__Activity__.
From first line to last, copy the material below exactly.

__Data supplied__.
====================
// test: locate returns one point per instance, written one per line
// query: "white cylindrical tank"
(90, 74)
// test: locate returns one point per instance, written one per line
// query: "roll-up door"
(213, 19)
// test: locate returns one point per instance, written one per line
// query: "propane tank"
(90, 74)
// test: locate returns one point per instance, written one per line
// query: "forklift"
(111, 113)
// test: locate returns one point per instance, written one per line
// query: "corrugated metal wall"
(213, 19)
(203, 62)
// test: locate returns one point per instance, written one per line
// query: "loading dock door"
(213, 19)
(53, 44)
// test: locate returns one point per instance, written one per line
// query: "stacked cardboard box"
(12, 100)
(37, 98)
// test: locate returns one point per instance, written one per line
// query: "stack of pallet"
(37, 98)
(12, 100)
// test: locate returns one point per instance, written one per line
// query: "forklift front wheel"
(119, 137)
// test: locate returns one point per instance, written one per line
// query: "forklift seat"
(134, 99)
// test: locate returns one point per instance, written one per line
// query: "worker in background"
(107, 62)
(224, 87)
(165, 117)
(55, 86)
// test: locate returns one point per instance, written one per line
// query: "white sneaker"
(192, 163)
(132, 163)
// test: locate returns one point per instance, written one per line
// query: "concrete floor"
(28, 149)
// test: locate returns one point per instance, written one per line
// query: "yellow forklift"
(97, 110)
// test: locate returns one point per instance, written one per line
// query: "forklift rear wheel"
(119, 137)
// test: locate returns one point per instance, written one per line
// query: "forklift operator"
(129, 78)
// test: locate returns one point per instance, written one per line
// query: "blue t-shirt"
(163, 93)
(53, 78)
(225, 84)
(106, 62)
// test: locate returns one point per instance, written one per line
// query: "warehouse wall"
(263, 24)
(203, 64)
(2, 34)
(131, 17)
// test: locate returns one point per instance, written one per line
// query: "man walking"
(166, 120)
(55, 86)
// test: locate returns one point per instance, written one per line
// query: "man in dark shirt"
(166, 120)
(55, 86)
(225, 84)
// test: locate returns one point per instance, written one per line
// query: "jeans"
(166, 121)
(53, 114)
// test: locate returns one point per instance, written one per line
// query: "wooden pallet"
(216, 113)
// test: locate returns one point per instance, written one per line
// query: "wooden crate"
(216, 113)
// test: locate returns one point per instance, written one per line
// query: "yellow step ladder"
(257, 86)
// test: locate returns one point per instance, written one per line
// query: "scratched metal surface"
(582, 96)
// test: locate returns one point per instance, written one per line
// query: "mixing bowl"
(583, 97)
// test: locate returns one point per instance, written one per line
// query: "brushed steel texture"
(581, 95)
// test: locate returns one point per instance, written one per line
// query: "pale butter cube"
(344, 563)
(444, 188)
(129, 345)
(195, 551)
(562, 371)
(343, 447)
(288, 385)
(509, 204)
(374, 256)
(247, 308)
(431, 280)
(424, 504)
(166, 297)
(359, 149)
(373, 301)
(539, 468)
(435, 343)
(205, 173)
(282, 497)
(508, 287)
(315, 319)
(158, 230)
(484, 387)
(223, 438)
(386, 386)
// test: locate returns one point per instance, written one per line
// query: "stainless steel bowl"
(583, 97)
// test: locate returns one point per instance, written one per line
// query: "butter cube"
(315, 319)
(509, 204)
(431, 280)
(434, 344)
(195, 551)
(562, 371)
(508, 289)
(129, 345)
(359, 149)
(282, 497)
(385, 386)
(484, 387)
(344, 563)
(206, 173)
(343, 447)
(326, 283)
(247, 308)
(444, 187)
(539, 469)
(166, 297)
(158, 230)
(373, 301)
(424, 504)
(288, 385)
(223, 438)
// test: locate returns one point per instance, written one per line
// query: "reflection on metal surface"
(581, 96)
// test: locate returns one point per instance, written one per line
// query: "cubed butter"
====================
__Answer box__.
// test: locate returns one point per instance, written one per line
// query: "white cylindrical tank"
(90, 74)
// test: locate returns one point per instance, written one per line
// query: "roll-up door"
(213, 19)
// test: locate returns one point per instance, written one per line
// query: "propane tank"
(90, 74)
// test: locate returns one point per instance, written one per line
// query: "forklift"
(111, 113)
// test: locate returns one point per instance, written one per line
// query: "corrugated metal wall"
(213, 19)
(203, 62)
// test: locate returns one point per instance, written one per line
// query: "loading dock door"
(213, 19)
(53, 44)
// test: locate returns one point per instance, written one per line
// query: "stacked cardboard box"
(12, 100)
(37, 98)
// test: locate returns one point per instance, written one per line
// query: "stack of pallet"
(37, 98)
(12, 100)
// test: locate returns one point per instance, written one per line
// query: "forklift front wheel"
(119, 137)
// test: locate returns one point per instance, written one per line
// query: "forklift seat"
(134, 99)
// test: locate returns one point per instance, written one per line
// query: "worker in background"
(107, 62)
(224, 87)
(165, 117)
(55, 86)
// test: locate returns one point per instance, written one per line
// query: "white sneaker"
(192, 163)
(132, 163)
// test: locate returns one point per instance, written one per line
// query: "concrete floor"
(28, 149)
// test: locate returns one point per instance, written one per line
// query: "yellow forklift"
(97, 110)
// test: locate returns one point per instance, written one per line
// query: "forklift rear wheel"
(119, 137)
// test: locate returns one point per instance, written one per line
// query: "forklift operator"
(129, 78)
// test: locate returns one point per instance, written one per line
// query: "blue t-shirt"
(163, 93)
(53, 78)
(225, 84)
(106, 62)
// test: locate returns one point per instance, written one per line
// query: "warehouse wall"
(263, 24)
(203, 64)
(2, 34)
(131, 17)
// test: locate returns one point per instance, written one per line
// query: "man walking"
(166, 120)
(55, 86)
// test: locate returns one point per instance, written one per line
// query: "man in dark shirt"
(166, 120)
(55, 86)
(225, 84)
// test: locate returns one point per instance, written one per line
// query: "jeans"
(166, 121)
(53, 114)
// test: locate returns one point per instance, written one per line
// query: "wooden pallet"
(216, 113)
// test: locate returns one point per instance, written one per line
// query: "wooden crate"
(216, 113)
// test: locate returns one point per instance, written one per line
// query: "yellow step ladder"
(257, 86)
// test: locate returns one point per instance, written one per line
// query: "scratched metal surface"
(582, 96)
// test: locate returns one point per instance, written one per line
// query: "mixing bowl"
(583, 97)
// test: locate returns one point per instance, written one per line
// query: "brushed steel texture"
(581, 95)
// test: locate returns one point per instance, written one per line
// query: "pale butter cube"
(344, 563)
(444, 188)
(129, 345)
(195, 551)
(562, 371)
(343, 447)
(288, 385)
(509, 204)
(374, 256)
(247, 308)
(431, 280)
(424, 504)
(166, 297)
(359, 149)
(373, 301)
(539, 468)
(435, 343)
(205, 173)
(282, 497)
(508, 287)
(315, 319)
(158, 230)
(484, 387)
(223, 438)
(386, 386)
// test: locate returns one point per instance, written one per line
// query: "stainless steel bowl"
(583, 97)
// test: locate returns one point per instance, written one per line
// query: "butter cube"
(315, 319)
(509, 204)
(431, 280)
(434, 344)
(195, 551)
(562, 371)
(508, 289)
(129, 345)
(359, 149)
(282, 497)
(385, 386)
(484, 387)
(344, 563)
(206, 173)
(343, 447)
(326, 283)
(247, 308)
(444, 187)
(539, 469)
(166, 297)
(158, 230)
(373, 301)
(424, 504)
(288, 385)
(223, 438)
// test: locate returns one point per instance, written one per line
// query: "reflection on metal surface"
(581, 96)
// test: locate returns one point per instance, written one per line
// query: "cubed butter"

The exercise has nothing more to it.